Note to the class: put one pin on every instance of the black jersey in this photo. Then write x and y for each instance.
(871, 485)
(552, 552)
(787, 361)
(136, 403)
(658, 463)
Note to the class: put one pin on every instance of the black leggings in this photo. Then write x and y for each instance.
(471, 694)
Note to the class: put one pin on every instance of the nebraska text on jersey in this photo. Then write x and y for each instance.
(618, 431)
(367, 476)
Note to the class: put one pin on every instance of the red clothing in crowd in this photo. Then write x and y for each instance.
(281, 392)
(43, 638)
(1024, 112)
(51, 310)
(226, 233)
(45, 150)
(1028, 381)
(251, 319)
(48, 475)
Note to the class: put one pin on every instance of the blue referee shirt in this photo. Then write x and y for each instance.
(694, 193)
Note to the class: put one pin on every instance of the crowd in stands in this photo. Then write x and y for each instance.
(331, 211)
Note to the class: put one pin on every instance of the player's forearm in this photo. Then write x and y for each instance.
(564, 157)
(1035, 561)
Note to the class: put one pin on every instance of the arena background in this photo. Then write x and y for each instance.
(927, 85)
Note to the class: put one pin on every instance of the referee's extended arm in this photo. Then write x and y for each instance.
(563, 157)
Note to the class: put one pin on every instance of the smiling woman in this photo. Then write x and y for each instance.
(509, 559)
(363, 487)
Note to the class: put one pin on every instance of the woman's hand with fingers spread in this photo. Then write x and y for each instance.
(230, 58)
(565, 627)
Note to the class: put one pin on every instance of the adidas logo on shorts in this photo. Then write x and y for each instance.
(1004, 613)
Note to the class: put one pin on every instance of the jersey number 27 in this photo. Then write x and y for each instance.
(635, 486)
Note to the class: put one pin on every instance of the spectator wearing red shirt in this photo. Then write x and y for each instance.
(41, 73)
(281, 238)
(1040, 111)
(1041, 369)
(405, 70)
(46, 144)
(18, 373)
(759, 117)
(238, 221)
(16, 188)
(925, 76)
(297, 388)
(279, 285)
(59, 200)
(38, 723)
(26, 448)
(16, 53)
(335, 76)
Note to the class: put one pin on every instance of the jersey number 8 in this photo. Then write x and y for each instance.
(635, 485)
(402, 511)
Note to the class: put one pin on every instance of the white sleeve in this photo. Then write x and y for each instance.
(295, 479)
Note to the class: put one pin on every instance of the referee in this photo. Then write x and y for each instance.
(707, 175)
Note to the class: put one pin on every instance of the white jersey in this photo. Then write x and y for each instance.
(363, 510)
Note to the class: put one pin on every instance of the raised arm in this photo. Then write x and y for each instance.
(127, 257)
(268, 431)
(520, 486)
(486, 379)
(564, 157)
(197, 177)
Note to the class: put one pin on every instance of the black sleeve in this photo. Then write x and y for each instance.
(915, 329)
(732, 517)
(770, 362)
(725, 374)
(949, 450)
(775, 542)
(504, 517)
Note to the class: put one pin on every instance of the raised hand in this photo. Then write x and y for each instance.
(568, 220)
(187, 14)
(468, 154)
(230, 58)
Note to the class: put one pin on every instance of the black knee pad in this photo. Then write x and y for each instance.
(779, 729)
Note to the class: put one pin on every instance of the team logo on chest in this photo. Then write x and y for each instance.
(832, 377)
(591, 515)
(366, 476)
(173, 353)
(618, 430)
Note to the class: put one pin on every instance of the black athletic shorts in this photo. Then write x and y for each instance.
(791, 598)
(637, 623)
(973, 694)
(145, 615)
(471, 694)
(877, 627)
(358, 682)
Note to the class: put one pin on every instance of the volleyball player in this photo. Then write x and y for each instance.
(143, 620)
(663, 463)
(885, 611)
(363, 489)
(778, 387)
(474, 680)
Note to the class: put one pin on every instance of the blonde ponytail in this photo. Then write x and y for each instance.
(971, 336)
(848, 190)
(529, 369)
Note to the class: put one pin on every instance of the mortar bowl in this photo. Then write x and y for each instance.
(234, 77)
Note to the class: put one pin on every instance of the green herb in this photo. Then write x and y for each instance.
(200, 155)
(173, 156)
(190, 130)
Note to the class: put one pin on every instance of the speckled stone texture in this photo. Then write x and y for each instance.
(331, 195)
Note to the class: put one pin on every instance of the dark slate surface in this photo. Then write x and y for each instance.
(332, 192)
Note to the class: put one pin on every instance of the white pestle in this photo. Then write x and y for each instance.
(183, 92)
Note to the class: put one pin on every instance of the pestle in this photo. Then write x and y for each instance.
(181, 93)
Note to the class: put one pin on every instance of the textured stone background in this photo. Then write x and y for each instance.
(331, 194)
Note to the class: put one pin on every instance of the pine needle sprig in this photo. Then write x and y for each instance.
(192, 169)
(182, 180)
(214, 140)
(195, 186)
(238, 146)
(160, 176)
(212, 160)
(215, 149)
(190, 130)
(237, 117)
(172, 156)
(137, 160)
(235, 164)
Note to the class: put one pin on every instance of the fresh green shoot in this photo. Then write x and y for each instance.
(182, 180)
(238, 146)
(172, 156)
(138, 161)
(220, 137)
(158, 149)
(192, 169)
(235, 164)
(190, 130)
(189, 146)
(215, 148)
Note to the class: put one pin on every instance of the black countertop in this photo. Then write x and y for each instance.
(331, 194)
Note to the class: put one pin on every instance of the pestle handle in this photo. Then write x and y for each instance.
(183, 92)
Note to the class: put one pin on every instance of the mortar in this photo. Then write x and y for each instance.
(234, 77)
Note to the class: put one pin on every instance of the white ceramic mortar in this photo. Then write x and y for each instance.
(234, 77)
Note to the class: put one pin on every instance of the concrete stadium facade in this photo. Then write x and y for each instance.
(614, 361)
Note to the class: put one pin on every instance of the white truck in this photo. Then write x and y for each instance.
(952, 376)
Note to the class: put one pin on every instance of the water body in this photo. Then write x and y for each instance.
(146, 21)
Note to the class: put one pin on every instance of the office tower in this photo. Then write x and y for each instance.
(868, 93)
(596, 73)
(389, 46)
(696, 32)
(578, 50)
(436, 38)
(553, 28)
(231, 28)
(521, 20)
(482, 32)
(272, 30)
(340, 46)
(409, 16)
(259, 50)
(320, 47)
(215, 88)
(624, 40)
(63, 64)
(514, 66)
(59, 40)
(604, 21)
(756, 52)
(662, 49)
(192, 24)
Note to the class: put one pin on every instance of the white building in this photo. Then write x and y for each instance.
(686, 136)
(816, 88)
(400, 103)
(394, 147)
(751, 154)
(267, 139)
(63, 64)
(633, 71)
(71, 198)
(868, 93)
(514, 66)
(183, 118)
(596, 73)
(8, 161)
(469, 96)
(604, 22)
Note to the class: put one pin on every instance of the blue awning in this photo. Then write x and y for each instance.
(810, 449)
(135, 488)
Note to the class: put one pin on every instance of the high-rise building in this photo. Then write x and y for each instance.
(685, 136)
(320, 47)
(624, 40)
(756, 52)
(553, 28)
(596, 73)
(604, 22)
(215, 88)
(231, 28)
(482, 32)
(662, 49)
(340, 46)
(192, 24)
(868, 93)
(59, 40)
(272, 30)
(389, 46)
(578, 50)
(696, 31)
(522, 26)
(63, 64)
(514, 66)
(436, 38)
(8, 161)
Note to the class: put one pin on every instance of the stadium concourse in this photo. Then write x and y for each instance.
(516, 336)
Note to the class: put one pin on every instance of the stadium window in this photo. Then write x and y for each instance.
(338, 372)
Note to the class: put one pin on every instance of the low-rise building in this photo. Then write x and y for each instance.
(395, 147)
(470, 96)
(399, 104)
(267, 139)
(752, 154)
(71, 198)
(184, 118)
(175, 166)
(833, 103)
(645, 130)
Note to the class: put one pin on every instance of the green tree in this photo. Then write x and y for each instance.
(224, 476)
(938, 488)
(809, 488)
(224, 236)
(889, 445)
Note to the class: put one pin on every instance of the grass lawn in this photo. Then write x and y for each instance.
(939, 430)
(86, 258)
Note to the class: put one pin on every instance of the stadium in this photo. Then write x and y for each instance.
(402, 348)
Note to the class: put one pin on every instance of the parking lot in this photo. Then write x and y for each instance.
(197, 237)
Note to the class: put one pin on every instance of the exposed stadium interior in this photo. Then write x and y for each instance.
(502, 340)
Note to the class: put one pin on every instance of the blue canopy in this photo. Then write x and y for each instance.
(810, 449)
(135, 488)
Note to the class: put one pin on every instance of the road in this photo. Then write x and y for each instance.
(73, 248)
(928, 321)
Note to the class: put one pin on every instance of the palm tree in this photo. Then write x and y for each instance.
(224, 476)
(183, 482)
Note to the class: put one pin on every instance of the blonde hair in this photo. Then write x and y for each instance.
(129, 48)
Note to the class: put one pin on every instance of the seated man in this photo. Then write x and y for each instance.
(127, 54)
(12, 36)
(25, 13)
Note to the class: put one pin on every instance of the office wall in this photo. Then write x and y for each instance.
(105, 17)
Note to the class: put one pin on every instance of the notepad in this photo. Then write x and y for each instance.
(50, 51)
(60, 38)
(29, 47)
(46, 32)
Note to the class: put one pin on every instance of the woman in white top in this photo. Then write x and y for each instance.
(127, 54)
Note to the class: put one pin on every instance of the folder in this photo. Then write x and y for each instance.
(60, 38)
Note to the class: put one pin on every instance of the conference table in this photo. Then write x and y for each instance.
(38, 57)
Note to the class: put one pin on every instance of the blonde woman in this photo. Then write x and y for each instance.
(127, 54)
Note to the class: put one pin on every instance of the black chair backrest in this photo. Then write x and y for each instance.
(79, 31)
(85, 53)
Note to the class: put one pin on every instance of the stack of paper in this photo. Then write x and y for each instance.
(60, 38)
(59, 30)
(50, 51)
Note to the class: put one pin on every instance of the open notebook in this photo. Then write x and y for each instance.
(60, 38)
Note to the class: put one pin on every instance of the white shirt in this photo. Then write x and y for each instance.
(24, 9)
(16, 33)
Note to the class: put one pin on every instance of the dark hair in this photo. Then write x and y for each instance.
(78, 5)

* * * * *

**Directions:**
Return every line from the one holding "of the conference" through the end of the data, exactly as it appears, with both ends kept and nothing else.

**Task response:**
Note to the class: put one pin on every instance of the conference table in this photo. Then write x and y for each instance.
(38, 57)
Note to the class: put one pin on every instance of the blonde woman in this photo. Then write x and y for each instance.
(127, 54)
Note to the class: put one pin on every instance of the black chair backrest in this photo. Then write x and y for each instance.
(79, 31)
(85, 53)
Note to the class: put one pin on every instance of the stack of paper in this photo. Then write x and y for each instance.
(60, 38)
(59, 30)
(50, 51)
Note to the class: put one pin on every instance of the open notebook in this photo. Then write x and y for each instance.
(60, 38)
Note to the class: put one pin on every instance of the white shirt in this photo. Then write x and y for each instance.
(24, 9)
(16, 33)
Note to the class: put one pin on every instance of the dark hair in this photo. Then write x and y for each instance.
(78, 5)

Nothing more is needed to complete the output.